** Start Recorded data **
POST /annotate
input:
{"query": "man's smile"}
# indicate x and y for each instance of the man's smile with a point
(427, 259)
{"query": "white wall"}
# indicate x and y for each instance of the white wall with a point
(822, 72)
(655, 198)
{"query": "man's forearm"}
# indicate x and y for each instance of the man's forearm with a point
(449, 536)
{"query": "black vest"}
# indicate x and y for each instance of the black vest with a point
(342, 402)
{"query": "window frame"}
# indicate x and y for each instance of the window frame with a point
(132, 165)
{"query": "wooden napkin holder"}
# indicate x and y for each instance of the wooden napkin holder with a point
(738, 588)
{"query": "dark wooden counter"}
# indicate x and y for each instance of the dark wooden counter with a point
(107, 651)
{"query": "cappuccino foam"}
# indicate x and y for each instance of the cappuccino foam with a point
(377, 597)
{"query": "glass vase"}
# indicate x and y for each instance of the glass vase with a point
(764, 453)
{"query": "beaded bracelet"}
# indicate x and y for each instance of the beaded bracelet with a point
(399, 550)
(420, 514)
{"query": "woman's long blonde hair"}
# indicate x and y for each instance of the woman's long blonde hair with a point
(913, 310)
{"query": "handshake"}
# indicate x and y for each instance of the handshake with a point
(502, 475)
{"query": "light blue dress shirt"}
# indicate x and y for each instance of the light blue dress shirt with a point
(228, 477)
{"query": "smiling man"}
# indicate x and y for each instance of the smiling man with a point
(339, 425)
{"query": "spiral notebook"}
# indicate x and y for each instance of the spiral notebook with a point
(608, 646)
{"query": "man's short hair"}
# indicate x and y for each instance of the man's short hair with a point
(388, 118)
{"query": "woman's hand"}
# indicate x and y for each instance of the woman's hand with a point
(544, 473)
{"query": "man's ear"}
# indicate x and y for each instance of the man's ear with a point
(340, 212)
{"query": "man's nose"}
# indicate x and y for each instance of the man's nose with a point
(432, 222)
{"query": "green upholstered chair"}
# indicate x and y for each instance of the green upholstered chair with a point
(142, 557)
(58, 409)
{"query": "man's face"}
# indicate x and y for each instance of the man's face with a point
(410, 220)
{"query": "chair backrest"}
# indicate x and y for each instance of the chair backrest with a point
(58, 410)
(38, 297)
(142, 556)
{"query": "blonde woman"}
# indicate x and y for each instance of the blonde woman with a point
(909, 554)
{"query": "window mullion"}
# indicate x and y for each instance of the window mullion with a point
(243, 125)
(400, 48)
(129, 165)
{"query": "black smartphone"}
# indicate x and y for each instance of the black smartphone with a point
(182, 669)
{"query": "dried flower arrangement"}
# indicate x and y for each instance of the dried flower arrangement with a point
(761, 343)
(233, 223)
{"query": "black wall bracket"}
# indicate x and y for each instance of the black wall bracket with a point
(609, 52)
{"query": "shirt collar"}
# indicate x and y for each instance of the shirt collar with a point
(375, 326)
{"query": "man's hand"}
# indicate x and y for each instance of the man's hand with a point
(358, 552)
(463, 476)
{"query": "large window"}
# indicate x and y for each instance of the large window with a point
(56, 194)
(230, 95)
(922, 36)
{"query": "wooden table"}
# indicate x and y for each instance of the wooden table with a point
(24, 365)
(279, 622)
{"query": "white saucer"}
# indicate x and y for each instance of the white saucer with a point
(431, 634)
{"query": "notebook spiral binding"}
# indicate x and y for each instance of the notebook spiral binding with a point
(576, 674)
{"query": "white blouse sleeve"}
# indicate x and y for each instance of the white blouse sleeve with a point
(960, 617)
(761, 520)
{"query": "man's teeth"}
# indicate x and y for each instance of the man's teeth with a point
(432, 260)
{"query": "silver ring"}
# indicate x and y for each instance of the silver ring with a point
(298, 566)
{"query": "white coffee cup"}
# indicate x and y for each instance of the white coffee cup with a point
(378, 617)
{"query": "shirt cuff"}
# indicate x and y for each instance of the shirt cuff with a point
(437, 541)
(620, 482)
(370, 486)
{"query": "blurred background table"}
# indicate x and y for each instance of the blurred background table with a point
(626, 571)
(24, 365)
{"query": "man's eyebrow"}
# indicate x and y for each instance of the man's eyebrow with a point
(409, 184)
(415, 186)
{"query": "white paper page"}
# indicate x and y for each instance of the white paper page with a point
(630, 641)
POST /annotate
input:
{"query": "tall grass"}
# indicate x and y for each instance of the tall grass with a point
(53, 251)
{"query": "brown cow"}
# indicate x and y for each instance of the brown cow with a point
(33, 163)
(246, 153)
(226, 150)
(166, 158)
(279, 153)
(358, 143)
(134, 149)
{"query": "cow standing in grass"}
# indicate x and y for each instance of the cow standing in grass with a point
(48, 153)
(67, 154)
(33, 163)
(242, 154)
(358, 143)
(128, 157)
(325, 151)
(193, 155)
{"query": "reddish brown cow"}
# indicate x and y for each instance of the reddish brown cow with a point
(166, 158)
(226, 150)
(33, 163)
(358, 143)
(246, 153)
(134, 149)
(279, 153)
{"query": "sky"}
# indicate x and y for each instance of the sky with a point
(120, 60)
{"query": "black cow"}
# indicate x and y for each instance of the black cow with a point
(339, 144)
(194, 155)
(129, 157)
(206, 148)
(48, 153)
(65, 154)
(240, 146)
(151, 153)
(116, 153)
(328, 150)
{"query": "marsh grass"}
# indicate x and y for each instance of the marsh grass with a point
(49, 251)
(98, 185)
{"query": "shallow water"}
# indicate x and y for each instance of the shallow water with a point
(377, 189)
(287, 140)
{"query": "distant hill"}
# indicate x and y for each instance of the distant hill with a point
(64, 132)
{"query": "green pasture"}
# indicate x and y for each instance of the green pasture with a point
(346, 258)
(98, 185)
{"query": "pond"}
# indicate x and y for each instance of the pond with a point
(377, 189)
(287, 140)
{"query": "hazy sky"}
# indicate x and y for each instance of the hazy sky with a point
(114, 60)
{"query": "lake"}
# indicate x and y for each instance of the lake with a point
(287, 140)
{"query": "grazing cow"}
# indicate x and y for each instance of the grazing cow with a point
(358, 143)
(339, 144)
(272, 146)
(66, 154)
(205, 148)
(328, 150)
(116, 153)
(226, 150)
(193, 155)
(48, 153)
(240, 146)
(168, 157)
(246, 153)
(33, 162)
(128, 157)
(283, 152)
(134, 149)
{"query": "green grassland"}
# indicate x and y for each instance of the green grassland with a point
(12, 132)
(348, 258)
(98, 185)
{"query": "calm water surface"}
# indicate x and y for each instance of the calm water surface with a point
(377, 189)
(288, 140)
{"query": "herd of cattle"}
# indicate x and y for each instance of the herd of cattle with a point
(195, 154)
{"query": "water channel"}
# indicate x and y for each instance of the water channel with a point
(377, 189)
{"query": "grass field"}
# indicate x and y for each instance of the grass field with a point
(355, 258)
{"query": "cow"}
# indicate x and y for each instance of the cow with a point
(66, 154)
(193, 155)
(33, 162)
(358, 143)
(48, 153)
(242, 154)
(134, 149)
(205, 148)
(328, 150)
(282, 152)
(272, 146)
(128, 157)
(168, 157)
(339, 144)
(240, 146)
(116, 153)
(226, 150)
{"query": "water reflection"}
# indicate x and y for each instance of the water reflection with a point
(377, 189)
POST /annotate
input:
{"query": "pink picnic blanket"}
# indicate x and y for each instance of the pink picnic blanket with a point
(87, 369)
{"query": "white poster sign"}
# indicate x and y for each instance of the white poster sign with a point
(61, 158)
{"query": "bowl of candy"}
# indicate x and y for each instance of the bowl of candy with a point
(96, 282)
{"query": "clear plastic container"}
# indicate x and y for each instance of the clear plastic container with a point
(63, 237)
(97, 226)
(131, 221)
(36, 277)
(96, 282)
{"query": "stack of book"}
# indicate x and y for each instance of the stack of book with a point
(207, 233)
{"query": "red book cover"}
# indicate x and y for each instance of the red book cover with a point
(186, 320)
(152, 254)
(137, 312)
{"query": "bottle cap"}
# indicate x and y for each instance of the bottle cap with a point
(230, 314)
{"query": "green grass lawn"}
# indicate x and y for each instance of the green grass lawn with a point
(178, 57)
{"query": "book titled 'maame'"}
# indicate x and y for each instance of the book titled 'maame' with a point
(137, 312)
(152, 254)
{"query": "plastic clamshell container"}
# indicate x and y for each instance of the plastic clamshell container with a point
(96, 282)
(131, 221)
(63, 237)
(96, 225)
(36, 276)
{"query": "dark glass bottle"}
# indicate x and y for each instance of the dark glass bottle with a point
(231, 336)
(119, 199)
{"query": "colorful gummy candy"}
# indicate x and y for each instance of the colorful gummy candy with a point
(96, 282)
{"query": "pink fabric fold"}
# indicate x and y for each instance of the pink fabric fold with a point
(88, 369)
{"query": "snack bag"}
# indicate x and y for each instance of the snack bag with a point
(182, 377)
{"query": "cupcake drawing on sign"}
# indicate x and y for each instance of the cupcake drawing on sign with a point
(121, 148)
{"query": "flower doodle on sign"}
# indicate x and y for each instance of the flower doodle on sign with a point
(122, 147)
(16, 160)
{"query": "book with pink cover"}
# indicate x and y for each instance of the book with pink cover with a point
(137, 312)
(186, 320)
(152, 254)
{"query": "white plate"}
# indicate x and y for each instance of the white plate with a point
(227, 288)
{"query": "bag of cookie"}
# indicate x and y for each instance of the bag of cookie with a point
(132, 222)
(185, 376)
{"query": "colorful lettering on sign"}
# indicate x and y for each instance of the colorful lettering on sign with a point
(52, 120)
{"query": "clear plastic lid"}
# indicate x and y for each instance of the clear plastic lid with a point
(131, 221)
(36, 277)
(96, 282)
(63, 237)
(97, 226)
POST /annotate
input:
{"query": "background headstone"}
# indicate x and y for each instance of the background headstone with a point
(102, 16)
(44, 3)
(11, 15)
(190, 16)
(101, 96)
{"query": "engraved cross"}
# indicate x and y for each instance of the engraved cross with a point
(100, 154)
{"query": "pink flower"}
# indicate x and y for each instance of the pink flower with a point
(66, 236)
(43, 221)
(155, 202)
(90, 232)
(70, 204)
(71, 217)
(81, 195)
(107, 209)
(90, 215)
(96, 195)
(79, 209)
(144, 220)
** End Recorded data **
- What you will do
Pick out each line of the material containing the string "woman", matching case exactly.

- Reply
{"query": "woman's long blonde hair"}
# indicate x and y for each instance of the woman's long blonde hair with a point
{"query": "woman's hand"}
# indicate x and y for each instance of the woman's hand with a point
{"query": "blonde woman"}
# indicate x and y for each instance of the blonde woman with a point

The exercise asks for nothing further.